Records from a dataset:
=-=-=

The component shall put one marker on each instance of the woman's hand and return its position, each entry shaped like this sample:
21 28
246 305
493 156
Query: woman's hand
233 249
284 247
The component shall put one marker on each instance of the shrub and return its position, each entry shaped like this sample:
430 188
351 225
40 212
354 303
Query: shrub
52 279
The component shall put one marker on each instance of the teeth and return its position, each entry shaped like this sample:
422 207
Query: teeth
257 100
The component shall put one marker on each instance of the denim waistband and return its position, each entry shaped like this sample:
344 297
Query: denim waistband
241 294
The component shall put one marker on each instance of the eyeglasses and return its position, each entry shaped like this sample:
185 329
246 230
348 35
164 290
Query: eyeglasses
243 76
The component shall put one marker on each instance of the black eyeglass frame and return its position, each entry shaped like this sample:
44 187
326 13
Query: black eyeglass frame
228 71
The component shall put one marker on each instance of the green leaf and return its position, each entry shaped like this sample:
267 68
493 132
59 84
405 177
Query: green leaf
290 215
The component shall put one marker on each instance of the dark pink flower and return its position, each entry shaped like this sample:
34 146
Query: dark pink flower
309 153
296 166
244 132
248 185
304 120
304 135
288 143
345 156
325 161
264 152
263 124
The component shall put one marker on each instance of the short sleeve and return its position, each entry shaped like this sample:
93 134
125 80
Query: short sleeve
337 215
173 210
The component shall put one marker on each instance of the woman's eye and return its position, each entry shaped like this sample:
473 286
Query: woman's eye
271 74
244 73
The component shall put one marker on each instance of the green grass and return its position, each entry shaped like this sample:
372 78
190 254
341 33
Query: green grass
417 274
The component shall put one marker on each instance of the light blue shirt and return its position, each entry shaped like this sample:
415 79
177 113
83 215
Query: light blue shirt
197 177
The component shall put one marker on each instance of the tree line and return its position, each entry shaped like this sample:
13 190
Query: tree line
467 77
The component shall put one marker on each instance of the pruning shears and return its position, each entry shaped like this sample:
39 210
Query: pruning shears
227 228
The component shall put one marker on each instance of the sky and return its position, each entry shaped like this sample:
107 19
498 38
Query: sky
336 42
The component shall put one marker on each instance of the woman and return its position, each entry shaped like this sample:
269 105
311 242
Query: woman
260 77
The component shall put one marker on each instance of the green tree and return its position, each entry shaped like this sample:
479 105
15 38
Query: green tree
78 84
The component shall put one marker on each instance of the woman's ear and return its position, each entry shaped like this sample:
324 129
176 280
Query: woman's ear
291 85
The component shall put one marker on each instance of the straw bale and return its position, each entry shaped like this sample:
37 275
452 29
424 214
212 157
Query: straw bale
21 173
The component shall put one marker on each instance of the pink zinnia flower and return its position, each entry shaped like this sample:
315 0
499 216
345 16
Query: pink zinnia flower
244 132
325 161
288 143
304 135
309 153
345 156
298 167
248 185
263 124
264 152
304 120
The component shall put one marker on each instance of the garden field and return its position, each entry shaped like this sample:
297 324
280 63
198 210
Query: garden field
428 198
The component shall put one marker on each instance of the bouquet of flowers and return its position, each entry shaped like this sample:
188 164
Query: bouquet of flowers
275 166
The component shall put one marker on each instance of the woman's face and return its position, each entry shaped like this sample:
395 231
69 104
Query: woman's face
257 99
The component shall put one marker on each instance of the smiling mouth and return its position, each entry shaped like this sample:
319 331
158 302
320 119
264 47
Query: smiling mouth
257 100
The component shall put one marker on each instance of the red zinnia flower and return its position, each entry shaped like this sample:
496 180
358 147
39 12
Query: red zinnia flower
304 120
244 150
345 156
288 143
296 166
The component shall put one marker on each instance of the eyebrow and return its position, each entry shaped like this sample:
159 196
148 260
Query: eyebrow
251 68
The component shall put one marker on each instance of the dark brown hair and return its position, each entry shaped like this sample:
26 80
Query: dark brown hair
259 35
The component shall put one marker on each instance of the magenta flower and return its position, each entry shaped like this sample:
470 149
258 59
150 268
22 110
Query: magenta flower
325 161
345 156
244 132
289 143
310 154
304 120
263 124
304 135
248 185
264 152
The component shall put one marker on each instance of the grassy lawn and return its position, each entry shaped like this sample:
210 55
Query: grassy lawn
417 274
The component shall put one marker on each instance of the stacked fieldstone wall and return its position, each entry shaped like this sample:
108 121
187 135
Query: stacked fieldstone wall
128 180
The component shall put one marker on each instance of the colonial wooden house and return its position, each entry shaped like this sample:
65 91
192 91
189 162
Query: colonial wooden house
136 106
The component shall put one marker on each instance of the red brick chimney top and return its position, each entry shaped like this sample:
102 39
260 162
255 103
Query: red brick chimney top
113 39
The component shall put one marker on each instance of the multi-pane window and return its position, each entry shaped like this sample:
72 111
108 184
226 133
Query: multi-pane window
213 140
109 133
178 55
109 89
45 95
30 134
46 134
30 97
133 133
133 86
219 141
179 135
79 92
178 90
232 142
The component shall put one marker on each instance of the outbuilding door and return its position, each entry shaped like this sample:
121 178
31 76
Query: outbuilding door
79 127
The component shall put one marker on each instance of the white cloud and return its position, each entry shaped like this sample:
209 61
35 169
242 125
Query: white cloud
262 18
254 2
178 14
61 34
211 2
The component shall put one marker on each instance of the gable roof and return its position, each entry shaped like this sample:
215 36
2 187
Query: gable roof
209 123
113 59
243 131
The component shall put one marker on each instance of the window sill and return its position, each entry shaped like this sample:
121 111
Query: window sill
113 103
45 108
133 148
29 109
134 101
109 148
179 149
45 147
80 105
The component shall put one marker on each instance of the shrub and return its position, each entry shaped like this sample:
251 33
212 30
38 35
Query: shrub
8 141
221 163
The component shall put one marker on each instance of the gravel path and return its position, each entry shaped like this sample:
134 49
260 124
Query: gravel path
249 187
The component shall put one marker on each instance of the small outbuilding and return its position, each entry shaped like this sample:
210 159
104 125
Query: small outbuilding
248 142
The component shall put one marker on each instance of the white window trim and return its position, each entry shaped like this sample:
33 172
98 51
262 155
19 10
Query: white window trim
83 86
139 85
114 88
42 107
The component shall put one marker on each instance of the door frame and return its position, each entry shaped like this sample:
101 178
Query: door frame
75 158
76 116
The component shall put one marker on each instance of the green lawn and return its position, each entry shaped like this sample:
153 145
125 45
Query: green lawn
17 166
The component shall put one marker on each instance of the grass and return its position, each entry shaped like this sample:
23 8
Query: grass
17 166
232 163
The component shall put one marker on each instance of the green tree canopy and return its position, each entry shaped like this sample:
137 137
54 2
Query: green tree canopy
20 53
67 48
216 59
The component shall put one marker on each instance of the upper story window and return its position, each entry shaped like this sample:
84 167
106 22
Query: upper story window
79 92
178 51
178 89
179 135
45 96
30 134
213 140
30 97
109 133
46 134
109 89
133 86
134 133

=-=-=

- _Required task_
Please restate the data word for word, every record included.

- _Reply_
The component shall put one marker on each instance of the woman's hand and return its position, each entry shaped like this sample:
21 28
246 305
493 156
Query: woman's hand
233 249
284 247
The component shall put one marker on each instance of the shrub and return its position, each entry shaped like this sample:
430 188
351 225
40 212
354 303
Query: shrub
52 279
The component shall put one marker on each instance of the teeth and return its position, each entry shaped like this sample:
422 207
Query: teeth
257 100
The component shall put one marker on each instance of the denim waistband and return its position, each entry shaped like this sample:
344 297
Query: denim waistband
241 294
The component shall put one marker on each instance of the eyeglasses and return its position, each entry shaped like this sample:
185 329
246 230
348 35
164 290
Query: eyeglasses
243 76
The component shall put one marker on each instance of the black eyeglass frame and return its position, each entry shaped like this sample:
44 187
326 13
Query: black eyeglass frame
228 71
The component shall put one marker on each instance of the green leaf and return its position, each entry shaped like this sample:
267 68
493 132
59 84
405 177
Query: green leaf
290 215
The component shall put one marker on each instance of the dark pink flower and return its position, each entry shaped like this sample:
34 146
Query: dark pink flower
309 153
296 166
244 132
248 185
304 120
304 135
288 143
345 156
325 161
264 152
263 124
The component shall put one marker on each instance of the short sleeve and return its position, each entry shaped like this sample:
93 134
125 80
Query: short sleeve
337 215
173 210
The component shall put one marker on each instance of the woman's eye and return its position, each entry shaped like this sample:
473 286
Query: woman's eye
271 74
244 73
The component shall put one marker on each instance of the green grass and return its position, each entry shaped like this sample:
372 78
190 254
341 33
Query: green grass
417 274
The component shall put one marker on each instance of the light blue shirt and return its position, each entry shaped like this sample:
415 79
177 113
83 215
Query: light blue shirt
197 177
The component shall put one marker on each instance of the tree line and return its position, each entry shaped like this sample:
13 190
Query: tree line
467 77
The component shall put one marker on each instance of the pruning shears and return its position, each entry shaped like this sample:
39 210
Query: pruning shears
227 228
The component shall put one marker on each instance of the sky and return its position, each entry shaped like this sample:
107 19
498 38
Query: sky
336 42
The component shall put one marker on each instance of the woman and return its position, each entry shaped like this sample:
269 105
311 242
Query: woman
260 77
The component shall put one marker on each instance of the green tree and return its position, each entry shaped like this sample:
479 105
15 38
Query: green tree
78 84
The component shall put one marker on each instance of the woman's ear and return its position, each entry shaped like this sample:
324 129
176 280
Query: woman's ear
291 85
The component shall put one marker on each instance of the straw bale and return its position, each entry shaped like this sample:
37 275
452 29
424 214
212 157
Query: straw bale
21 173
The component shall put one marker on each instance of the pink zinnia flower and return its position, each entry shaped like this sample:
315 0
499 216
345 16
Query: pink zinnia flower
244 132
325 161
288 143
304 135
309 153
345 156
298 167
248 185
263 124
264 152
304 120
The component shall put one marker on each instance of the garden field and return its position, each entry shaped like this sample:
297 324
280 63
198 210
Query: garden field
428 198
The component shall put one marker on each instance of the bouquet of flowers and return its position, each entry shaped like this sample:
188 164
Query: bouquet of flowers
275 166
The component shall put one marker on each instance of the woman's face and return its position, each entry shaped like this sample:
395 231
69 104
Query: woman's face
257 99
The component shall put one marker on each instance of the smiling mouth and return its position, each entry shaped like this sample:
319 331
158 302
320 119
264 47
Query: smiling mouth
257 100
The component shall put one marker on each instance of the red zinnia flower and return its position, each entry shaped like this sample:
496 180
358 147
39 12
Query: red zinnia flower
304 120
244 150
345 156
288 143
296 166
The component shall put one marker on each instance of the eyebrow and return its position, each entry shaped like this sample:
159 196
148 260
Query: eyebrow
251 68
The component shall put one marker on each instance of the dark brown hair and return its position, each entry shaped like this sample:
26 80
Query: dark brown hair
259 35
The component shall put one marker on each instance of the magenta flower and return its position, each entry shaped like this sample:
470 149
258 59
150 268
22 110
Query: magenta flower
325 161
345 156
244 132
289 143
310 154
304 120
263 124
304 135
248 185
264 152
The component shall put one marker on each instance of the grassy lawn and return its position, each entry shaped like this sample:
210 55
Query: grassy lawn
417 274
The component shall put one marker on each instance of the stacked fieldstone wall and return its position, each entry shaped like this sample:
108 121
187 135
Query: stacked fieldstone wall
128 180
The component shall put one marker on each instance of the colonial wooden house and return its position, each entry shaped like this sample:
65 91
192 91
189 162
Query: colonial wooden house
136 106
The component shall put one marker on each instance of the red brick chimney top and return its position, each entry shaped like this sample:
102 39
260 162
255 103
Query: red brick chimney top
113 39
The component shall put one marker on each instance of the multi-pane window and return its position, each entry shaped like this sample:
72 111
108 184
226 133
Query: multi-pane window
213 140
109 133
178 55
109 89
45 95
30 134
46 134
30 97
133 133
133 86
219 141
179 135
79 92
178 90
232 142
The component shall put one marker on each instance of the outbuilding door and return its position, each entry shaped like this sample:
121 178
31 76
Query: outbuilding door
79 127
The component shall put one marker on each instance of the white cloud and return its position, each entry shaped like this sample:
209 61
35 169
242 125
Query: white cloud
262 18
254 2
178 14
61 34
211 2
The component shall put one marker on each instance of the gable roof and return its position, each entry shaped like this sample:
215 36
2 187
Query: gable roof
209 123
113 59
243 131
The component shall put one marker on each instance of the window sill and return its position, each entry shaped like this sample:
121 111
Query: window sill
113 103
45 108
133 148
29 109
134 101
109 148
179 149
45 147
80 105
The component shall put one marker on each instance of the shrub and return its position, each entry shaped like this sample:
251 33
212 30
38 35
Query: shrub
8 141
221 163
The component shall put one marker on each instance of the gravel path and return its position, each entry shaped like this sample:
134 49
260 124
Query: gravel path
249 187
The component shall put one marker on each instance of the small outbuilding and return its position, each entry shaped like this sample:
210 159
104 125
Query: small outbuilding
248 142
The component shall put one marker on each instance of the white window trim and return its position, each entry shaped like this sample:
33 172
98 51
262 155
19 10
Query: white window trim
83 86
139 85
114 88
42 107
The component shall put one marker on each instance of the door frame and return its position, each entry shaped like this sample:
101 178
Query: door frame
75 158
76 116
The component shall put one marker on each instance of the green lawn and return its position, each entry shaped like this sample:
153 145
125 45
Query: green lawn
17 166
The component shall put one marker on each instance of the grass and return its position, each entry shaped like this sample:
23 8
Query: grass
17 166
232 163
The component shall put one marker on each instance of the green tree canopy and return its position, each entry shaped like this sample:
137 137
54 2
Query: green tree canopy
20 53
67 48
216 59
The component shall put one marker on each instance of the upper story window and return its position, each entry shaped like this sample:
84 167
106 22
Query: upper story window
79 92
178 51
178 89
179 135
45 96
30 134
213 140
30 97
109 133
46 134
109 89
133 86
134 133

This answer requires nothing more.